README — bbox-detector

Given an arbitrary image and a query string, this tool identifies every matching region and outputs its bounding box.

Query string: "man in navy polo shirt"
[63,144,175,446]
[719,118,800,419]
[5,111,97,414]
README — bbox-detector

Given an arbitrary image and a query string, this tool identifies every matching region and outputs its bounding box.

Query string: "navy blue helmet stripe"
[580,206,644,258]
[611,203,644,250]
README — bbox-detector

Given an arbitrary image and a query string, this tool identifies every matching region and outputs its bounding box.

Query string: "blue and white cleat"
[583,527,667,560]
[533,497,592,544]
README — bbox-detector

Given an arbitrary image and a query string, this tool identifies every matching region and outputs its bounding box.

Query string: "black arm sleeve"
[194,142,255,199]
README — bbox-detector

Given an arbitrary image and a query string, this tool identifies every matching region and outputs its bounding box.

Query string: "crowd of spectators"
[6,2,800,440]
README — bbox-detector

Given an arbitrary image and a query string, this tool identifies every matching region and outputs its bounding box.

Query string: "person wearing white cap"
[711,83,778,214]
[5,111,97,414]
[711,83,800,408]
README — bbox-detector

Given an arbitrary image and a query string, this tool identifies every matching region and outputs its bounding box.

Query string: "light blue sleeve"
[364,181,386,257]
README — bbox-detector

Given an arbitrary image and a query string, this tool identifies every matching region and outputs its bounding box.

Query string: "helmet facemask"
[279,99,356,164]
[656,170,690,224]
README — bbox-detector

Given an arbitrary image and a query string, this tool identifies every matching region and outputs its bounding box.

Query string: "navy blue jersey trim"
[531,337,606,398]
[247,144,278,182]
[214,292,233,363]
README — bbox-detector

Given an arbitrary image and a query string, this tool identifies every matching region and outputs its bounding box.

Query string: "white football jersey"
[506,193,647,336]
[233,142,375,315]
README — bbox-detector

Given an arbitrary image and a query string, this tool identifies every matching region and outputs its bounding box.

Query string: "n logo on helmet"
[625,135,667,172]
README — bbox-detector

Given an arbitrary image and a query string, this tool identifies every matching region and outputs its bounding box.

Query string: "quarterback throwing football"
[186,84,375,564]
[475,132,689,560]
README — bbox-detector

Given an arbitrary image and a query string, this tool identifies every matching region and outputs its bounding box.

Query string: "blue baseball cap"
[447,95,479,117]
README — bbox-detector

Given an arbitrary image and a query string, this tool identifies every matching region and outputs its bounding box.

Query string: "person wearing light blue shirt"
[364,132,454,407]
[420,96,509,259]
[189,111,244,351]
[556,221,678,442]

-----

**Requirement:** Count the lines in the records that contain the string "jersey", treating uppercase and lowercase as different. Reply with the number alone.

**Finished exercise:** 2